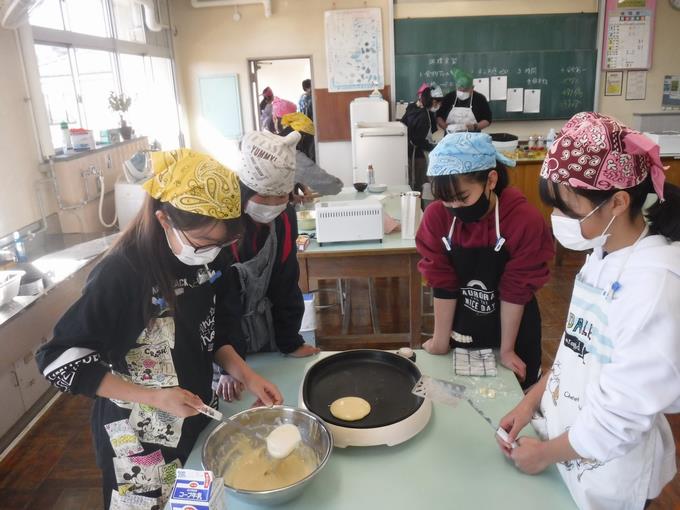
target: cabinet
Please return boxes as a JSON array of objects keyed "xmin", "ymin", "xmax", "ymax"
[
  {"xmin": 14, "ymin": 342, "xmax": 51, "ymax": 410},
  {"xmin": 0, "ymin": 370, "xmax": 25, "ymax": 438},
  {"xmin": 0, "ymin": 257, "xmax": 95, "ymax": 442}
]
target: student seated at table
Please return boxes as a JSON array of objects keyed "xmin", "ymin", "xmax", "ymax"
[
  {"xmin": 415, "ymin": 132, "xmax": 554, "ymax": 389},
  {"xmin": 497, "ymin": 112, "xmax": 680, "ymax": 510},
  {"xmin": 36, "ymin": 149, "xmax": 282, "ymax": 508},
  {"xmin": 215, "ymin": 130, "xmax": 320, "ymax": 402}
]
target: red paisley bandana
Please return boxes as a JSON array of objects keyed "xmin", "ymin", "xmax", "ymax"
[{"xmin": 540, "ymin": 112, "xmax": 668, "ymax": 200}]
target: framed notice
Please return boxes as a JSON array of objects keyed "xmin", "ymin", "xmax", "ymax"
[
  {"xmin": 605, "ymin": 71, "xmax": 623, "ymax": 95},
  {"xmin": 602, "ymin": 0, "xmax": 656, "ymax": 70},
  {"xmin": 662, "ymin": 75, "xmax": 680, "ymax": 109}
]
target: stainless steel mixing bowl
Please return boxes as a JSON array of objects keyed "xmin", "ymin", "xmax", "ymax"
[{"xmin": 202, "ymin": 405, "xmax": 333, "ymax": 506}]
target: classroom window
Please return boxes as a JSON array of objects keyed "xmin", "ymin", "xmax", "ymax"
[
  {"xmin": 29, "ymin": 0, "xmax": 110, "ymax": 37},
  {"xmin": 29, "ymin": 0, "xmax": 181, "ymax": 151},
  {"xmin": 111, "ymin": 0, "xmax": 146, "ymax": 43},
  {"xmin": 28, "ymin": 0, "xmax": 65, "ymax": 31},
  {"xmin": 72, "ymin": 49, "xmax": 119, "ymax": 137},
  {"xmin": 119, "ymin": 54, "xmax": 180, "ymax": 150},
  {"xmin": 34, "ymin": 44, "xmax": 81, "ymax": 148}
]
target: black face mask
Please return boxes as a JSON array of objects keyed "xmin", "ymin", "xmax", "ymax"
[{"xmin": 447, "ymin": 189, "xmax": 491, "ymax": 223}]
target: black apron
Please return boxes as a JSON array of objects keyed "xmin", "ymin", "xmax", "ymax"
[{"xmin": 444, "ymin": 200, "xmax": 542, "ymax": 388}]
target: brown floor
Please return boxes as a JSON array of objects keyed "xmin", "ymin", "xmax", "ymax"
[{"xmin": 0, "ymin": 254, "xmax": 679, "ymax": 509}]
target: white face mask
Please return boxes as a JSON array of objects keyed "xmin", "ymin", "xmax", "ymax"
[
  {"xmin": 551, "ymin": 201, "xmax": 616, "ymax": 252},
  {"xmin": 456, "ymin": 90, "xmax": 471, "ymax": 101},
  {"xmin": 245, "ymin": 200, "xmax": 286, "ymax": 224},
  {"xmin": 166, "ymin": 227, "xmax": 223, "ymax": 266},
  {"xmin": 430, "ymin": 105, "xmax": 440, "ymax": 112}
]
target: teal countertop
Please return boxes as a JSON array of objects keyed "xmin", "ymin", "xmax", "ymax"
[{"xmin": 172, "ymin": 351, "xmax": 575, "ymax": 510}]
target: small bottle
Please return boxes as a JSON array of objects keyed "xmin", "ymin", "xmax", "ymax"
[
  {"xmin": 367, "ymin": 164, "xmax": 375, "ymax": 185},
  {"xmin": 546, "ymin": 128, "xmax": 556, "ymax": 150},
  {"xmin": 60, "ymin": 121, "xmax": 72, "ymax": 150}
]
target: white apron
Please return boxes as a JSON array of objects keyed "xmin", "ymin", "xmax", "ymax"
[
  {"xmin": 446, "ymin": 94, "xmax": 477, "ymax": 133},
  {"xmin": 533, "ymin": 229, "xmax": 672, "ymax": 510}
]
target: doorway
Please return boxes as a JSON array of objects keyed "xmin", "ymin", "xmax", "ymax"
[{"xmin": 248, "ymin": 56, "xmax": 314, "ymax": 133}]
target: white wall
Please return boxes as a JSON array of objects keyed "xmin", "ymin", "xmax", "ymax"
[
  {"xmin": 598, "ymin": 0, "xmax": 680, "ymax": 127},
  {"xmin": 394, "ymin": 0, "xmax": 680, "ymax": 137},
  {"xmin": 170, "ymin": 0, "xmax": 391, "ymax": 177},
  {"xmin": 318, "ymin": 142, "xmax": 353, "ymax": 185},
  {"xmin": 0, "ymin": 28, "xmax": 43, "ymax": 238},
  {"xmin": 171, "ymin": 0, "xmax": 680, "ymax": 184}
]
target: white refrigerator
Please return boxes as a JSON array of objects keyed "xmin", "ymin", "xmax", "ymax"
[
  {"xmin": 353, "ymin": 122, "xmax": 409, "ymax": 186},
  {"xmin": 349, "ymin": 97, "xmax": 408, "ymax": 186}
]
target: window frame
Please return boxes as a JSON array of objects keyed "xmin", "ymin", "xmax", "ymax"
[{"xmin": 28, "ymin": 0, "xmax": 182, "ymax": 152}]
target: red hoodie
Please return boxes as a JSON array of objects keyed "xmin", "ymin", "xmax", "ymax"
[{"xmin": 416, "ymin": 187, "xmax": 555, "ymax": 305}]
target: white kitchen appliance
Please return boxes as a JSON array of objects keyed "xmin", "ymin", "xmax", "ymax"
[
  {"xmin": 298, "ymin": 351, "xmax": 433, "ymax": 448},
  {"xmin": 644, "ymin": 131, "xmax": 680, "ymax": 155},
  {"xmin": 114, "ymin": 151, "xmax": 152, "ymax": 229},
  {"xmin": 314, "ymin": 200, "xmax": 383, "ymax": 246},
  {"xmin": 354, "ymin": 122, "xmax": 409, "ymax": 185}
]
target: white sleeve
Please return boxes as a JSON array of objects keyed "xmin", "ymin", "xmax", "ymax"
[{"xmin": 568, "ymin": 271, "xmax": 680, "ymax": 462}]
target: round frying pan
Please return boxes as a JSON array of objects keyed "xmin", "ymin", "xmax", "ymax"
[{"xmin": 302, "ymin": 350, "xmax": 425, "ymax": 429}]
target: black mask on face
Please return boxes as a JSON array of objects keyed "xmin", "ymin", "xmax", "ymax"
[{"xmin": 447, "ymin": 188, "xmax": 491, "ymax": 223}]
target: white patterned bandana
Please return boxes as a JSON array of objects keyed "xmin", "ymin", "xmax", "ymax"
[
  {"xmin": 239, "ymin": 130, "xmax": 301, "ymax": 196},
  {"xmin": 427, "ymin": 132, "xmax": 516, "ymax": 177}
]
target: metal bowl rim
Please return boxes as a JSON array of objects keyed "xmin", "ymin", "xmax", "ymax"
[{"xmin": 201, "ymin": 405, "xmax": 334, "ymax": 496}]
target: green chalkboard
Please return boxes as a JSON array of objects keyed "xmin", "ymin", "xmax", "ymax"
[{"xmin": 395, "ymin": 14, "xmax": 598, "ymax": 121}]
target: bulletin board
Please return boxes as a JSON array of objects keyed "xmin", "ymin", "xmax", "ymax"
[
  {"xmin": 325, "ymin": 8, "xmax": 385, "ymax": 93},
  {"xmin": 602, "ymin": 0, "xmax": 657, "ymax": 70},
  {"xmin": 198, "ymin": 74, "xmax": 243, "ymax": 139}
]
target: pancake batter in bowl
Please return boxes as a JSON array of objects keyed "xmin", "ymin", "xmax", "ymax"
[{"xmin": 223, "ymin": 438, "xmax": 318, "ymax": 491}]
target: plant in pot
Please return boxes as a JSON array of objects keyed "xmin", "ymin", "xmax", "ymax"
[{"xmin": 108, "ymin": 91, "xmax": 133, "ymax": 140}]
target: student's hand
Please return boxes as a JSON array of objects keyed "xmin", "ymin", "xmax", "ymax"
[
  {"xmin": 500, "ymin": 349, "xmax": 527, "ymax": 382},
  {"xmin": 497, "ymin": 400, "xmax": 535, "ymax": 457},
  {"xmin": 215, "ymin": 374, "xmax": 244, "ymax": 402},
  {"xmin": 510, "ymin": 437, "xmax": 550, "ymax": 475},
  {"xmin": 290, "ymin": 183, "xmax": 319, "ymax": 205},
  {"xmin": 244, "ymin": 371, "xmax": 283, "ymax": 407},
  {"xmin": 288, "ymin": 343, "xmax": 321, "ymax": 358},
  {"xmin": 150, "ymin": 387, "xmax": 202, "ymax": 418},
  {"xmin": 422, "ymin": 337, "xmax": 450, "ymax": 355}
]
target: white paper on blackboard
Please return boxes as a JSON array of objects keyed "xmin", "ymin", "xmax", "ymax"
[
  {"xmin": 473, "ymin": 78, "xmax": 490, "ymax": 101},
  {"xmin": 506, "ymin": 88, "xmax": 524, "ymax": 112},
  {"xmin": 490, "ymin": 76, "xmax": 507, "ymax": 101},
  {"xmin": 523, "ymin": 89, "xmax": 541, "ymax": 113}
]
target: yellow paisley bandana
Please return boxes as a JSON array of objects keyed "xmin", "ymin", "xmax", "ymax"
[
  {"xmin": 281, "ymin": 112, "xmax": 315, "ymax": 135},
  {"xmin": 143, "ymin": 149, "xmax": 241, "ymax": 220}
]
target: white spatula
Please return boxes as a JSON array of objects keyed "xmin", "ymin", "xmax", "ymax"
[{"xmin": 196, "ymin": 404, "xmax": 302, "ymax": 459}]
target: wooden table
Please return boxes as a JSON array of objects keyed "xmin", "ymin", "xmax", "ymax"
[{"xmin": 297, "ymin": 186, "xmax": 422, "ymax": 349}]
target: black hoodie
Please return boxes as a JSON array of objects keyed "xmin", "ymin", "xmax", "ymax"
[{"xmin": 401, "ymin": 102, "xmax": 437, "ymax": 159}]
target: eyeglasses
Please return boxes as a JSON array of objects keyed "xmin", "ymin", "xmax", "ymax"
[{"xmin": 176, "ymin": 229, "xmax": 241, "ymax": 255}]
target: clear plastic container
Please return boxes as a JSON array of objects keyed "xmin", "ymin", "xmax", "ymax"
[{"xmin": 0, "ymin": 270, "xmax": 25, "ymax": 307}]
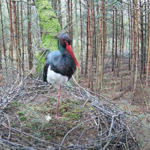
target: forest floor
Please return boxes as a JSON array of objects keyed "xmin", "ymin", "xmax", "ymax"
[{"xmin": 0, "ymin": 60, "xmax": 150, "ymax": 149}]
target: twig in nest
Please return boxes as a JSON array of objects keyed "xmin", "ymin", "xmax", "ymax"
[
  {"xmin": 60, "ymin": 117, "xmax": 96, "ymax": 146},
  {"xmin": 1, "ymin": 122, "xmax": 61, "ymax": 148}
]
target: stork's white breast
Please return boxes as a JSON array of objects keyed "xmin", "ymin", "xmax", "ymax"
[{"xmin": 47, "ymin": 66, "xmax": 68, "ymax": 85}]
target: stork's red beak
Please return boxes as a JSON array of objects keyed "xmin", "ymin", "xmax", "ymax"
[{"xmin": 66, "ymin": 43, "xmax": 80, "ymax": 70}]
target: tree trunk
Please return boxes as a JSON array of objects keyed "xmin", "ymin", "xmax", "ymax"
[
  {"xmin": 12, "ymin": 1, "xmax": 19, "ymax": 71},
  {"xmin": 58, "ymin": 0, "xmax": 62, "ymax": 28},
  {"xmin": 85, "ymin": 0, "xmax": 89, "ymax": 75},
  {"xmin": 16, "ymin": 2, "xmax": 21, "ymax": 75},
  {"xmin": 27, "ymin": 0, "xmax": 33, "ymax": 70},
  {"xmin": 121, "ymin": 4, "xmax": 124, "ymax": 64},
  {"xmin": 35, "ymin": 0, "xmax": 61, "ymax": 74},
  {"xmin": 128, "ymin": 1, "xmax": 131, "ymax": 71},
  {"xmin": 21, "ymin": 2, "xmax": 24, "ymax": 73},
  {"xmin": 98, "ymin": 1, "xmax": 104, "ymax": 90},
  {"xmin": 75, "ymin": 0, "xmax": 79, "ymax": 83},
  {"xmin": 68, "ymin": 0, "xmax": 71, "ymax": 37},
  {"xmin": 0, "ymin": 1, "xmax": 7, "ymax": 72},
  {"xmin": 102, "ymin": 0, "xmax": 106, "ymax": 87},
  {"xmin": 112, "ymin": 8, "xmax": 115, "ymax": 71},
  {"xmin": 80, "ymin": 0, "xmax": 83, "ymax": 74},
  {"xmin": 133, "ymin": 0, "xmax": 139, "ymax": 93},
  {"xmin": 140, "ymin": 0, "xmax": 144, "ymax": 77},
  {"xmin": 144, "ymin": 2, "xmax": 147, "ymax": 74},
  {"xmin": 96, "ymin": 1, "xmax": 100, "ymax": 92},
  {"xmin": 7, "ymin": 0, "xmax": 13, "ymax": 63},
  {"xmin": 131, "ymin": 0, "xmax": 136, "ymax": 90},
  {"xmin": 114, "ymin": 8, "xmax": 118, "ymax": 76},
  {"xmin": 146, "ymin": 0, "xmax": 150, "ymax": 87},
  {"xmin": 87, "ymin": 0, "xmax": 92, "ymax": 89}
]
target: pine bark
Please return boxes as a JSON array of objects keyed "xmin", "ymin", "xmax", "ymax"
[
  {"xmin": 131, "ymin": 0, "xmax": 136, "ymax": 90},
  {"xmin": 114, "ymin": 8, "xmax": 118, "ymax": 76},
  {"xmin": 8, "ymin": 0, "xmax": 13, "ymax": 62},
  {"xmin": 98, "ymin": 1, "xmax": 104, "ymax": 90},
  {"xmin": 146, "ymin": 0, "xmax": 150, "ymax": 87},
  {"xmin": 21, "ymin": 3, "xmax": 24, "ymax": 72},
  {"xmin": 80, "ymin": 0, "xmax": 83, "ymax": 74},
  {"xmin": 0, "ymin": 1, "xmax": 7, "ymax": 71},
  {"xmin": 112, "ymin": 8, "xmax": 115, "ymax": 71},
  {"xmin": 12, "ymin": 1, "xmax": 19, "ymax": 70},
  {"xmin": 75, "ymin": 0, "xmax": 79, "ymax": 83},
  {"xmin": 87, "ymin": 0, "xmax": 92, "ymax": 89},
  {"xmin": 27, "ymin": 0, "xmax": 33, "ymax": 70},
  {"xmin": 140, "ymin": 0, "xmax": 144, "ymax": 76},
  {"xmin": 133, "ymin": 0, "xmax": 139, "ymax": 92}
]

* **WORK ORDER**
Given the records above, return the lines starting at the one that holds "target: clear plastic container" and ending at the one that holds "target: stork's white breast", exactly, and nothing besides; leave every picture out.

* **EXERCISE SOLUTION**
target: clear plastic container
Please return boxes as a JSON array of objects keyed "xmin", "ymin", "xmax", "ymax"
[{"xmin": 0, "ymin": 270, "xmax": 25, "ymax": 307}]
target: forest floor
Please return boxes as a JSON array of objects keyed "xmin", "ymin", "xmax", "ymax"
[{"xmin": 0, "ymin": 60, "xmax": 150, "ymax": 149}]
target: twig in nest
Please return boxes as a JSON array of objects keyed "xmin", "ymin", "xmax", "ymax"
[
  {"xmin": 60, "ymin": 117, "xmax": 96, "ymax": 146},
  {"xmin": 1, "ymin": 122, "xmax": 61, "ymax": 148}
]
target: stork's white breast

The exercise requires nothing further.